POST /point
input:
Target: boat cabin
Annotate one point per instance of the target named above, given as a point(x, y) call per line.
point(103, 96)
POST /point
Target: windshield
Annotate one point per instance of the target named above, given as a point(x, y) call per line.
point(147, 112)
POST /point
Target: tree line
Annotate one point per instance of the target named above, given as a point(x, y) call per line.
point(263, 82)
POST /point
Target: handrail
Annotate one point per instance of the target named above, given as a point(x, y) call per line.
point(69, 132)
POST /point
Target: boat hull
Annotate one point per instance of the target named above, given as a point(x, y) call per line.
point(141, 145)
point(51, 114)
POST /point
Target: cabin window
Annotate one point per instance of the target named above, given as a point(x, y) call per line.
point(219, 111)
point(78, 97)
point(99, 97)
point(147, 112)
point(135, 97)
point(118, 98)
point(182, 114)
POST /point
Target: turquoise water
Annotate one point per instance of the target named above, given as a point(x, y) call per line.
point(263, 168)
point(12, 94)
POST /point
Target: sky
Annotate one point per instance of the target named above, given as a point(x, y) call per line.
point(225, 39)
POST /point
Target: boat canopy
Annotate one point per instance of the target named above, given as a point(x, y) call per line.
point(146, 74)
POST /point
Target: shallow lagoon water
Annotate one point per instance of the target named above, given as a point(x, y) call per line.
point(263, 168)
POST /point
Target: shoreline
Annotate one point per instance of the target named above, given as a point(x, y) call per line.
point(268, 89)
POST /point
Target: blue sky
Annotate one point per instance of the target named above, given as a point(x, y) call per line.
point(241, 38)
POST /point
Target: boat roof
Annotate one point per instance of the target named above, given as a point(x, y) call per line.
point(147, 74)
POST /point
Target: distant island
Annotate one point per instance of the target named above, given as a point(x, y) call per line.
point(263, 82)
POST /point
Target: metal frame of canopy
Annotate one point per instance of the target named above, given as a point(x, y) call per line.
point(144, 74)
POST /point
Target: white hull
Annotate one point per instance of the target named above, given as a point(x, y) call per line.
____
▶ **Job**
Rewrite every item above, replacing "Annotate" with "Mark" and leaving the rest as it is.

▶ **Final answer**
POST /point
input:
Target: boat cabin
Mark one point per instance of the target named above, given as a point(x, y) call per line.
point(103, 96)
POST /point
Target: windshield
Mark one point per instance of the target named above, given as a point(x, y) call per line.
point(147, 112)
POST /point
Target: tree line
Mark one point per instance of the target named above, given as a point(x, y) call per line.
point(263, 82)
POST /point
Target: handrail
Mark one point per instance of the target named above, given as a point(x, y) call per line.
point(69, 132)
POST /point
Target: boat hull
Mark one point per instance of the target named above, given as a point(x, y) call per line.
point(141, 145)
point(51, 114)
POST /point
Target: cabin window
Mark one point per instance of the target named above, given as a point(x, y) call per line.
point(219, 111)
point(78, 97)
point(99, 97)
point(147, 112)
point(135, 97)
point(118, 98)
point(182, 114)
POST /point
Target: turquoise water
Mark one point per instance of the target named above, given as a point(x, y) call per line.
point(263, 168)
point(12, 94)
POST /point
Target: sky
Mark one point per instance of the target named above, given as a point(x, y) call per line.
point(225, 39)
POST /point
Target: boat canopy
Mark one point per instance of the target named above, given as a point(x, y) call per line.
point(146, 74)
POST /point
Target: shallow lagoon water
Mark one point per instance of the target named above, given as a point(x, y) call per line.
point(263, 168)
POST /point
Target: shoreline
Mark one point per instance of the target named above, given as a point(x, y) call per line.
point(268, 89)
POST /point
Target: blue sky
Mark one point per instance of the target named above, given as a point(x, y) call per line.
point(241, 38)
POST /point
Target: boat roof
Mark one point per instance of the target named above, given as a point(x, y) call per line.
point(147, 74)
POST /point
Target: distant island
Mark one point per instance of the target named above, given as a point(x, y) call per line.
point(263, 82)
POST /point
Target: metal frame of canopy
Mark one point per instance of the target named above, given as a point(x, y) call per line.
point(144, 74)
POST /point
Target: white hull
Mark one point per instance of the target named above, given as a point(x, y) call per line.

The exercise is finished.